Segment Start: SOURCE TEXT

Florida to expand KidCare children’s health insurance but not Medicaid

Health insurance - Children's health care

State legislature is working to broaden eligibility for the kids’ coverage but not their uninsured parents.

Lawmakers in Florida are working to expand the eligibility for the KidCare children’s health insurance program, but advocates are pointing out that the state won’t be following in North Carolina’s footsteps, where there was recently a vote to broaden Medicaid’s reach to an estimated 600,000 North Carolinians.

It is unlikely that Florida will make similar changes to expand the availability of Medicaid in 2023, as has been the case in a number of Republican states recently, such as North Carolina. Still, Florida lawmakers are working to push through measures that they say will place coverage within reach of more kids in low-income families.

Health insurance - Children's health care

Around $76 million has been earmarked in Florida’s proposed budget for kids’ health insurance.

The budget proposed by the House in Florida includes $76 million designated to act as an incentive to pediatricians to treat kids on Medicaid. Moreover, a bill making its way through the legislature in the state will also increase the eligibility of families to receive subsidies for kids’ medical coverage programs.

Segment End: SOURCE TEXT
Segment Start: SUPPLIED INFORMATION

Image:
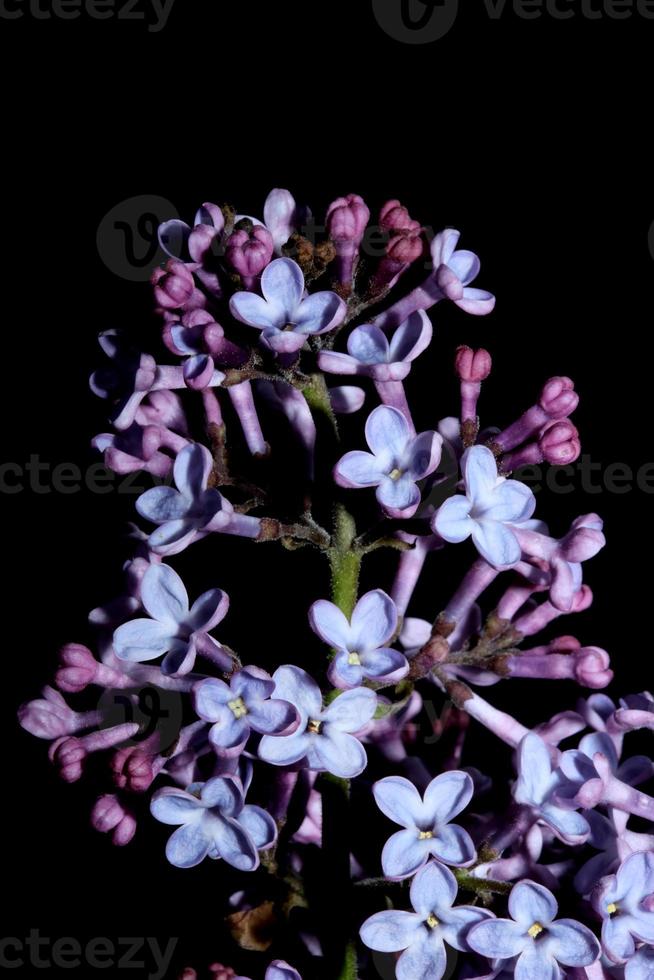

Segment End: SUPPLIED INFORMATION

WORK INSTRUCTION - Write out the article on Florida's KidCare expansion again in full, word for word.

ANSWER TO THE PROBLEM -
Florida to expand KidCare children’s health insurance but not Medicaid

Health insurance - Children's health care

State legislature is working to broaden eligibility for the kids’ coverage but not their uninsured parents.

Lawmakers in Florida are working to expand the eligibility for the KidCare children’s health insurance program, but advocates are pointing out that the state won’t be following in North Carolina’s footsteps, where there was recently a vote to broaden Medicaid’s reach to an estimated 600,000 North Carolinians.

It is unlikely that Florida will make similar changes to expand the availability of Medicaid in 2023, as has been the case in a number of Republican states recently, such as North Carolina. Still, Florida lawmakers are working to push through measures that they say will place coverage within reach of more kids in low-income families.

Health insurance - Children's health care

Around $76 million has been earmarked in Florida’s proposed budget for kids’ health insurance.

The budget proposed by the House in Florida includes $76 million designated to act as an incentive to pediatricians to treat kids on Medicaid. Moreover, a bill making its way through the legislature in the state will also increase the eligibility of families to receive subsidies for kids’ medical coverage programs.